=== Section Start ===

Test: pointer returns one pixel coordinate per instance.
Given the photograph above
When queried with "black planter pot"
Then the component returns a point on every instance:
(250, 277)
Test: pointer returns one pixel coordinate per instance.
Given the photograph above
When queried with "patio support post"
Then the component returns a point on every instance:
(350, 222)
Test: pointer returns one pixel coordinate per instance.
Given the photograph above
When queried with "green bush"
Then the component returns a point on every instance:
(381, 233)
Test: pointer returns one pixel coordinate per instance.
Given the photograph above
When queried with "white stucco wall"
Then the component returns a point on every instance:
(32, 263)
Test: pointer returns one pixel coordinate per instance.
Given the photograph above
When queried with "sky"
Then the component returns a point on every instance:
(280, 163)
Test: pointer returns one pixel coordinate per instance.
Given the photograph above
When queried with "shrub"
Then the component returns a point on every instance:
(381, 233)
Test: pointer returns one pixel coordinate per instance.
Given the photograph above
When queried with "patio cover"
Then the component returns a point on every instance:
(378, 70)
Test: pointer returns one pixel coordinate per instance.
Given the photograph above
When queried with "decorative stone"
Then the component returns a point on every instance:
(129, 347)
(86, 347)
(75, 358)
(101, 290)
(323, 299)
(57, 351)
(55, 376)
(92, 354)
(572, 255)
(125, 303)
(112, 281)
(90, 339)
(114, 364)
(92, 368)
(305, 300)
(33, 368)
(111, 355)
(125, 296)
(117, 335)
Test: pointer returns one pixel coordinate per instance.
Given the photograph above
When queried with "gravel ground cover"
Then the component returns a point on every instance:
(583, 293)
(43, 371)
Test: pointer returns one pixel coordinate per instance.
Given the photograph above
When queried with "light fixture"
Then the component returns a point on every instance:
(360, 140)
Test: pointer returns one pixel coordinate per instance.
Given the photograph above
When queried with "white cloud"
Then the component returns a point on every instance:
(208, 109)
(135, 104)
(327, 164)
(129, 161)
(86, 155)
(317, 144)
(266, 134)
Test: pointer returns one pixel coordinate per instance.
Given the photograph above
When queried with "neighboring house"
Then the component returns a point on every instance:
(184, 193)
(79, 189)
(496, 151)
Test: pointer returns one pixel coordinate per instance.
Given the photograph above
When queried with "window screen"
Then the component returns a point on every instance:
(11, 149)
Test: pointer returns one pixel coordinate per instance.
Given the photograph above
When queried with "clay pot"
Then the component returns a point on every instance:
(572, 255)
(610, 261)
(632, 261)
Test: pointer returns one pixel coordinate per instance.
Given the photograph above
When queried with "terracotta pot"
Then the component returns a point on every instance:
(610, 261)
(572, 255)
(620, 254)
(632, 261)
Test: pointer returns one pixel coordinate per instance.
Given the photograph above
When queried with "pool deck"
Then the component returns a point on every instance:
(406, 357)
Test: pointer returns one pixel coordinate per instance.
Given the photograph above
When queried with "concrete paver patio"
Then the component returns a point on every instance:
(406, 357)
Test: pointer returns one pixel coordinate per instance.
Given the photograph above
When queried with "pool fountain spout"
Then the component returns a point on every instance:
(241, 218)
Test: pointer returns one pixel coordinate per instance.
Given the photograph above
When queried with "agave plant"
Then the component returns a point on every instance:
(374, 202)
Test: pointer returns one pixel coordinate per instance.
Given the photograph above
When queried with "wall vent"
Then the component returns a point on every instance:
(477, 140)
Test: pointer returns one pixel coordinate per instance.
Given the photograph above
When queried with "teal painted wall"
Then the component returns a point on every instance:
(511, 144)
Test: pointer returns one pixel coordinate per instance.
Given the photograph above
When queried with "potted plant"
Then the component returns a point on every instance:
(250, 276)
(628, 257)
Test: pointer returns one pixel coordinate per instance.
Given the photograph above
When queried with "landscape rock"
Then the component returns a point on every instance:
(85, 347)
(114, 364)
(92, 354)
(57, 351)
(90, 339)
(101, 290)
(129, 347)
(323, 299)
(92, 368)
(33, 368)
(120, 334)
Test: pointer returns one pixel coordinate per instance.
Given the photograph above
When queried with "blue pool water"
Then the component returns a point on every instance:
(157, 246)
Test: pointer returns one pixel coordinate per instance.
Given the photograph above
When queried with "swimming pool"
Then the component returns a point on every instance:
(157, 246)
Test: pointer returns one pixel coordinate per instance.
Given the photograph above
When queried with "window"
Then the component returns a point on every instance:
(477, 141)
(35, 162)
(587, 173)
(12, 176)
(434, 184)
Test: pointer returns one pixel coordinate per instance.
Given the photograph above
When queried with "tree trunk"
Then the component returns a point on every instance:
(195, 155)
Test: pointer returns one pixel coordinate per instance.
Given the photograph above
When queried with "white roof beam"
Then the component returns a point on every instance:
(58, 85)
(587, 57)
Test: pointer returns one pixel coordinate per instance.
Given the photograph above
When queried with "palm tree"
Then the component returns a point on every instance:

=== Section End ===

> [TASK REQUIREMENTS]: For each line above that includes "window", copy the line.

> [SOLUTION TO THIS PROBLEM]:
When queried with "window screen"
When queried with "window"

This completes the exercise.